EXERCISE OBJECTIVE —
Every entry below should be printed exactly.

*** Block opens ***

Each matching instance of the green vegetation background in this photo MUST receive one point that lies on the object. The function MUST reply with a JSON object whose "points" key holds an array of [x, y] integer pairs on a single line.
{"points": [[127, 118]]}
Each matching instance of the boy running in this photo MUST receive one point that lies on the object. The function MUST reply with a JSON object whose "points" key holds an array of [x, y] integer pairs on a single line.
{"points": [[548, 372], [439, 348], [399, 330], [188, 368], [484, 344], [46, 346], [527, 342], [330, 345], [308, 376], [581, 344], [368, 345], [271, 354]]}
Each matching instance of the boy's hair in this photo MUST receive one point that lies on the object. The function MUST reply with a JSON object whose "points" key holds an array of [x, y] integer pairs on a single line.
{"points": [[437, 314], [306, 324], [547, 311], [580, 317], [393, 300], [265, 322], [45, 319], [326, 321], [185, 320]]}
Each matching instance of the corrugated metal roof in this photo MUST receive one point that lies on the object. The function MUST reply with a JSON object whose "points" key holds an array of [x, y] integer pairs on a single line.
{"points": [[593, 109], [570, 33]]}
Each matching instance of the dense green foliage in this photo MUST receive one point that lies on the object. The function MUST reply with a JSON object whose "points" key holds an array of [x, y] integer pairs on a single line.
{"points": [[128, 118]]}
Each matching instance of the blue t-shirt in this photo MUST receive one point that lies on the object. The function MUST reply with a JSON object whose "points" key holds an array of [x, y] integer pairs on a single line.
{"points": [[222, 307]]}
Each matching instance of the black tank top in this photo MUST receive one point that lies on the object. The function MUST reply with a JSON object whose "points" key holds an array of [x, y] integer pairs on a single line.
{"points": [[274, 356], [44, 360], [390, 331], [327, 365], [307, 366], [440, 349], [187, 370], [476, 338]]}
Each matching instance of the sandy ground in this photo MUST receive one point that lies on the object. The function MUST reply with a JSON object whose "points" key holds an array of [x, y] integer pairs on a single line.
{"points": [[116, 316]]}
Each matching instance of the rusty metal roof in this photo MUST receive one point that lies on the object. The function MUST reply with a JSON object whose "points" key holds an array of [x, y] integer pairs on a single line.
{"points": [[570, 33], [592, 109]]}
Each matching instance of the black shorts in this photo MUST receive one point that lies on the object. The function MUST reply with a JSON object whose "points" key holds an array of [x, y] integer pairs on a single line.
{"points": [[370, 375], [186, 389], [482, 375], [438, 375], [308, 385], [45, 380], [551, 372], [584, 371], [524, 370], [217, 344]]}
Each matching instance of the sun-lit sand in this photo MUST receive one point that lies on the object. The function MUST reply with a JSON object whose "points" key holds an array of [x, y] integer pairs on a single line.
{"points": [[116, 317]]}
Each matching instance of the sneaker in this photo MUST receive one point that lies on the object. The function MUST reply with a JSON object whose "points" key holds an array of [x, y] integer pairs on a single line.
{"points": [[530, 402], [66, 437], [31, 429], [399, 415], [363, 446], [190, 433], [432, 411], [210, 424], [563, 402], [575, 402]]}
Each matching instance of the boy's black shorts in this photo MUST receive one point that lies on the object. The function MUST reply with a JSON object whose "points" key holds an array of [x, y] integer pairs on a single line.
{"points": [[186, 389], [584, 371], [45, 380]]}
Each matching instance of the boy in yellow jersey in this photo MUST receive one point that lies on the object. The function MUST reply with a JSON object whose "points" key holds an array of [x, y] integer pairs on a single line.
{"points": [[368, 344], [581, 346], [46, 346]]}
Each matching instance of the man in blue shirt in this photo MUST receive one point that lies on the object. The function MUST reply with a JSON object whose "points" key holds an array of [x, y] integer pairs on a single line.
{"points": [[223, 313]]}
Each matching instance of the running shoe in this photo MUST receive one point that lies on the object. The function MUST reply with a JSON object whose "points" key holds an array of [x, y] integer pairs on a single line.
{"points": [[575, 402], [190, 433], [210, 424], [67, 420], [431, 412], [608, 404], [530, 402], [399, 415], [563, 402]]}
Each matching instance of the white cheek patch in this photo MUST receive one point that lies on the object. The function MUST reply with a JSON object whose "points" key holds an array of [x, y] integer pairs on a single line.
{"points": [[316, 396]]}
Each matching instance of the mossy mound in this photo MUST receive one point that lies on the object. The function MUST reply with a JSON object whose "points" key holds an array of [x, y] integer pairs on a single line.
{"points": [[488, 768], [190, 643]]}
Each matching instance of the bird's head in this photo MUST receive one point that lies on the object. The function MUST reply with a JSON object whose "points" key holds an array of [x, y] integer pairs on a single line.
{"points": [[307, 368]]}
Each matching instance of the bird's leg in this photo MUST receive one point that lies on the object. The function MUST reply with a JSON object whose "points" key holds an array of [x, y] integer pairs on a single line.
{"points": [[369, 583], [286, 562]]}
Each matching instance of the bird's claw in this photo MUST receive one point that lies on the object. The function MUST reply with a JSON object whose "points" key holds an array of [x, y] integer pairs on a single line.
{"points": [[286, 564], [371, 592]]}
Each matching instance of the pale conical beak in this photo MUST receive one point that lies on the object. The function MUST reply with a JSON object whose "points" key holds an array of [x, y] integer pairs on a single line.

*** Block closes ***

WRITTEN ANSWER —
Each matching instance of the green vegetation background in this photo MUST receive one point that lies on the object. The function MUST reply with a JSON object whose "points" key holds an array of [x, y] integer pairs on a single line.
{"points": [[127, 118]]}
Each matching instance of the boy running in this photo MUST receive one point that lies on the object. The function MUST reply with a JSON object whose "points" key holds an array of [x, y] integer pairs on a single line.
{"points": [[548, 372], [439, 348], [399, 330], [188, 368], [484, 344], [46, 346], [527, 342], [330, 345], [308, 376], [581, 344], [368, 345], [271, 354]]}
Each matching instance of the boy's hair in this photo MUST receive one point that lies on the object. The function MUST reply with a JSON object whose "points" key holds an array of [x, y] integer pairs on a single line.
{"points": [[437, 314], [306, 324], [547, 311], [580, 317], [393, 300], [265, 322], [45, 319], [326, 321], [185, 320]]}
Each matching instance of the corrugated metal roof in this photo MUST receive one point that lies on the object. The function MUST reply with a JSON object whose "points" key holds an array of [x, y] integer pairs on a single line.
{"points": [[593, 109], [570, 33]]}
Each matching instance of the dense green foliage in this photo MUST receive one point that lies on the object. The function MUST reply with a JSON object whose "points" key holds an array of [x, y] integer pairs on a single line.
{"points": [[128, 118]]}
Each matching instance of the blue t-shirt in this photo MUST receive one point that lies on the object. The function MUST reply with a JSON object whose "points" key holds an array of [x, y] integer pairs on a single line.
{"points": [[222, 307]]}
Each matching instance of the black tank top in this photo MUST receive one point that lies on the object. The function MUST reply with a JSON object whose "points" key holds an array of [x, y] integer pairs on a single line.
{"points": [[274, 356], [44, 360], [390, 331], [327, 365], [307, 366], [440, 349], [187, 370], [476, 338]]}
Each matching instance of the sandy ground in this photo MUST receive one point that lies on the object. The function MUST reply with a JSON object whose "points" key holds an array of [x, y] integer pairs on a single line.
{"points": [[116, 316]]}
Each matching instance of the rusty metal roof in this photo MUST receive one point that lies on the object. The function MUST reply with a JSON object whose "points" key holds an array of [x, y] integer pairs on a single line.
{"points": [[570, 33], [592, 109]]}
Each matching instance of the black shorts in this photo MUST receive one point that lies on the object. The function MUST reply with a JSON object whose "points" key holds an array of [x, y] integer pairs on a single line.
{"points": [[370, 375], [186, 389], [482, 375], [438, 375], [308, 385], [45, 380], [551, 372], [584, 371], [524, 370], [217, 344]]}
Each matching instance of the sun-lit sand in this photo MUST receive one point that lies on the object. The function MUST reply with a JSON object whose "points" key holds an array of [x, y] integer pairs on a single line.
{"points": [[116, 317]]}
Each matching instance of the sneaker in this photo MUST receive one point that lies on the object. The function MUST reply with a JSON object whose "points" key holds an array of [x, y] integer pairs on a single line.
{"points": [[530, 402], [66, 437], [31, 429], [399, 415], [363, 446], [190, 433], [432, 411], [210, 424], [563, 402], [575, 402]]}
Each matching instance of the boy's black shorts in this photo MUST receive one point that lies on the object. The function MUST reply with a JSON object whose "points" key holds an array of [x, y] integer pairs on a single line.
{"points": [[186, 389], [584, 371], [45, 380]]}
Each matching instance of the boy in yellow jersey in this photo MUST receive one point that lies on the object. The function MUST reply with a JSON object whose "points" key holds an array of [x, y] integer pairs on a single line.
{"points": [[368, 344], [581, 346], [46, 346]]}
Each matching instance of the man in blue shirt in this photo MUST receive one point that lies on the object. The function MUST reply with a JSON object whose "points" key holds an array of [x, y] integer pairs on a single line.
{"points": [[223, 313]]}
Each matching instance of the running shoe in this photo MUST receive one point that lies on the object. The function MUST reply with a JSON object whose "points" key holds an array of [x, y] integer pairs on a single line.
{"points": [[575, 402], [190, 433], [210, 424], [67, 420], [431, 412], [608, 404], [530, 402], [399, 415], [563, 402]]}
Each matching instance of the white cheek patch in this photo MUST receive one point that lies on the object. The function MUST reply with a JSON object whose "points" key holds an array of [x, y] integer pairs on a single line.
{"points": [[316, 396]]}
Each matching instance of the mossy mound in this photo MUST receive one point that lies on the object. The function MUST reply with a JSON object whose "points" key holds an array of [x, y] integer pairs on a single line.
{"points": [[488, 768], [190, 643]]}
Each matching instance of the bird's head in this photo MUST receive one point that lies on the object. The function MUST reply with a JSON object whose "points" key holds an array of [x, y] integer pairs on a single line.
{"points": [[307, 368]]}
Each matching instance of the bird's leg in this photo MUST receive one point that lies on the object. The function MUST reply with a JSON object whose "points" key holds an array of [x, y] integer pairs on a single line.
{"points": [[369, 583], [286, 562]]}
Each matching instance of the bird's claw in this photo MUST receive one point that lies on the object. The function MUST reply with a JSON object whose "points" key holds an array of [x, y] integer pairs on a single line.
{"points": [[286, 564], [371, 592]]}
Each matching instance of the pale conical beak in this photo MUST receive one point that lies on the object. The function MUST reply with a JSON object whose "points" key holds an array of [x, y] integer pairs on a single line.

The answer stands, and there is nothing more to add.